### [Trecho selecionado]
..............................

Esses dados revelam que, apesar de avanços jurídicos e de visibilidade, vivemos uma escalada silenciosa, perversa e cotidiana de violências. Cada número é uma tragédia, cada registro uma vida interrompida ou marcada pela dor.
Quando investigamos a dinâmica psíquica da violência de gênero, percebemos que não se trata apenas de atos isolados, mas de repetição simbólica de um padrão ancestral. A violência muitas vezes segue o chamado Ciclo da Violência: tensão, explosão agressiva, seguida da chamada “lua de mel” em que o agressor pede perdão, promete mudar e atribui a culpa à vítima. Esse movimento produziu na mulher muitas vezes um “desamparo aprendido”, uma sensação de impotência internalizada, como se denunciar fosse inútil e resistir, impossível.
Do ponto de vista do agressor, há frequentemente uma incapacidade de tolerar a autonomia do outro, uma aversão psíquica à perda de controle, uma fantasia inconsciente de que a mulher é extensão de si mesmo. A cultura patriarcal reforça essa narrativa fornecendo ao agressor o repertório de dominação, reafirmando padrões de gênero e propriedade sobre corpos e afetos.
Para a vítima, em muitos casos, o trauma repetido se instala como crise existencial, fragmentação da autoestima, cicatrizes invisíveis que pedem acolhimento, terapia, sororidade, redes de apoio. Mas para que haja acolhimento real é preciso que falemos, denuncemos, escancaramos.
Nos países onde leis foram criadas para tipificar o feminicídio como crime, onde a violência doméstica começou a ser tratada como violação de direitos humanos, houve avanços simbólicos. Contudo, o simples arcabouço jurídico não resolve o problema — ele existe no espelho da cultura, na normalização da submissão, no silêncio cúmplice, na ignorância intencional.
No Brasil, apesar da existência de leis e políticas públicas, a letalidade continua alta, as denúncias muitas vezes não são suficientes, as vítimas recuam diante de ameaças, da dependência econômica, da retaliação. A justiça se move, mas o medo permanece — e o medo vale vidas.

..............................

### [Material fornecido]
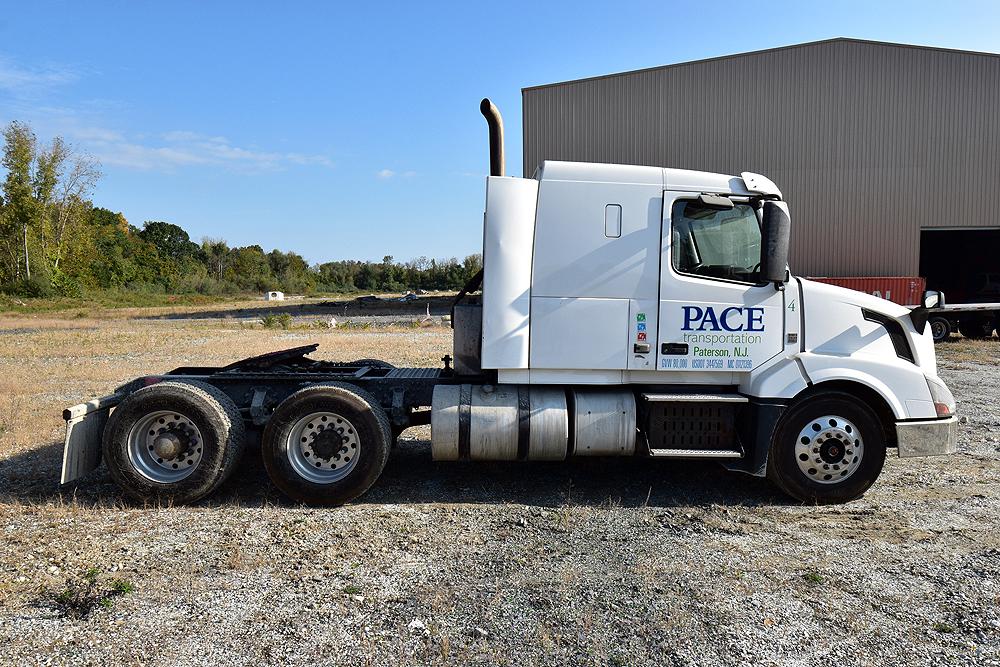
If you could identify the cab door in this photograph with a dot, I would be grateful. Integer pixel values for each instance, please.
(714, 313)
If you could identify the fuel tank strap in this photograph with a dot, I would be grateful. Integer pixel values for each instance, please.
(464, 421)
(523, 422)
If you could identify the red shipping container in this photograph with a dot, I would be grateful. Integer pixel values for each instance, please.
(904, 290)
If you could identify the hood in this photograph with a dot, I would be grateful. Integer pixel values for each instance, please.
(816, 293)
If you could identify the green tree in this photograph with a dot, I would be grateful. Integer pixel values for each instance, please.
(19, 210)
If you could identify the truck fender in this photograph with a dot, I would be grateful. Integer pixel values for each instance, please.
(821, 373)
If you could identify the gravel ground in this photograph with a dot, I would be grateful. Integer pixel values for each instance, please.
(619, 562)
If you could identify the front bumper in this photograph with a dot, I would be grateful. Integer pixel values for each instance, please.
(927, 438)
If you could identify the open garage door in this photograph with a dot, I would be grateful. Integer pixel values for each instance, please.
(962, 263)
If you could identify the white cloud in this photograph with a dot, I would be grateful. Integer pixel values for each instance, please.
(21, 81)
(181, 148)
(163, 151)
(389, 173)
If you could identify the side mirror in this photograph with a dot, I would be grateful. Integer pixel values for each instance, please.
(932, 299)
(774, 242)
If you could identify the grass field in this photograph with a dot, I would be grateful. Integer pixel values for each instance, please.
(586, 562)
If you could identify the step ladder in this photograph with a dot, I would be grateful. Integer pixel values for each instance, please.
(724, 404)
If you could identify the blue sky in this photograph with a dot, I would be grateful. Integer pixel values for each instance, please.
(352, 130)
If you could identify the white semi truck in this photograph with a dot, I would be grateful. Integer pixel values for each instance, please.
(625, 311)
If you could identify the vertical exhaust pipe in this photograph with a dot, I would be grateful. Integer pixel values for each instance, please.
(495, 122)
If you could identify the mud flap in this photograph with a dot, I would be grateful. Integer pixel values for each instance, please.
(84, 428)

..............................

### [O que fazer]
**1.** Segundo o texto sobre violência de gênero, quais são as etapas do Ciclo da Violência?
**2.** Prossiga o texto sobre violência de gênero a partir do ponto em que ele termina.
Os registros não são necessários para estas tarefas.

### [Respostas numeradas]
**1.** Tensão, explosão agressiva e a chamada “lua de mel”, em que o agressor pede perdão, promete mudar e atribui a culpa à vítima.

**2.**
Acolher e apoiar sobreviventes: oferecer redes de escuta, apoio emocional, acompanhamento terapêutico, espaço seguro para falar: porque cada mulher que sobrevive carrega feridas, medos, perguntas urgentes.
Denunciar e visibilizar: usar a voz, as redes, a escrita, a arte: e incentivar denúncia às autoridades competentes quando houver ameaça ou violência. Denunciar, mas também insistir em apoio e proteção real.
Educar desde a raiz: combater o machismo estrutural em todas as instâncias: famílias, escolas, comunidades. Educar meninos e meninas para a igualdade, para o respeito, para o reconhecimento da alteridade.
Apoiar políticas públicas e instituições de proteção: lutar pela ampliação de casas de acolhimento, centros de apoio à mulher, medidas protetivas, fiscalização: cobrar do Estado estrutura real e eficaz.
Criar espaços de diálogo, arte e reflexão: transformar dor em consciência coletiva, como fazemos no Portal Raízes: acolhendo narrativas, denunciando silêncios, propondo cultura de cuidado, empatia e luta.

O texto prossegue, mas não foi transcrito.